Selected text:
The digraph ⟨th⟩ was first introduced in Latin to transliterate the letter theta ⟨Θ, θ⟩ in loans from Greek. Theta was pronounced as an aspirated stop /tʰ/ in Classical and early Koine Greek. [2]
⟨th⟩ is used in academic transcription systems to represent letters in south and east Asian alphabets that have the value /tʰ/. According to the Royal Thai General System of Transcription, for example, ⟨th⟩ represents a series of Thai letters with the value /tʰ/. [3]
⟨th⟩ is also used to transcribe the phoneme /tʰ/ in Southern Bantu languages, such as Zulu and Tswana.
During late antiquity, the Greek phoneme represented by the letter ⟨θ⟩ mutated from an aspirated stop /tʰ/ to a dental fricative /θ/. This mutation affected the pronunciation of ⟨th⟩, which began to be used to represent the phoneme /θ/ in some of the languages that had it.

Provided data:
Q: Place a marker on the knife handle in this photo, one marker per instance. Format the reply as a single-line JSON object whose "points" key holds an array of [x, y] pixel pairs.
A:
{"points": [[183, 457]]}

Required work:
[1] Return, word for word, the part of the passage on the digraph ⟨th⟩ from "The digraph ⟨th⟩" to "that had it.".
[2] Resume the passage on the digraph ⟨th⟩ from its last sentence, extending it with new text.

Exercise results:
[1]
The digraph ⟨th⟩ was first introduced in Latin to transliterate the letter theta ⟨Θ, θ⟩ in loans from Greek. Theta was pronounced as an aspirated stop /tʰ/ in Classical and early Koine Greek. [2]
⟨th⟩ is used in academic transcription systems to represent letters in south and east Asian alphabets that have the value /tʰ/. According to the Royal Thai General System of Transcription, for example, ⟨th⟩ represents a series of Thai letters with the value /tʰ/. [3]
⟨th⟩ is also used to transcribe the phoneme /tʰ/ in Southern Bantu languages, such as Zulu and Tswana.
During late antiquity, the Greek phoneme represented by the letter ⟨θ⟩ mutated from an aspirated stop /tʰ/ to a dental fricative /θ/. This mutation affected the pronunciation of ⟨th⟩, which began to be used to represent the phoneme /θ/ in some of the languages that had it.

[2]
One of the earliest languages to use the digraph this way was Old High German, before the final phase of the High German consonant shift, in which /θ/ and /ð/ came to be pronounced /d/.
In early Old English of the 7th and 8th centuries, the digraph ⟨th⟩ was used until the Old English Latin alphabet adapted the runic letter ⟨þ⟩ (thorn), as well as ⟨ð⟩ (eth; ðæt in Old English), a modified version of the Latin letter ⟨d⟩, to represent this sound. Later, the digraph reappeared, gradually superseding these letters in Middle English.
In modern English, an example of the ⟨th⟩ digraph pronounced as /θ/ is the one in tooth.
In Old and Middle Irish, ⟨th⟩ was used for /θ/ as well, but the sound eventually changed into [h] (see below).
Other languages that use ⟨th⟩ for /θ/ include Albanian and Welsh, both of which treat it as a distinct letter and alphabetize it between ⟨t⟩ and ⟨u⟩.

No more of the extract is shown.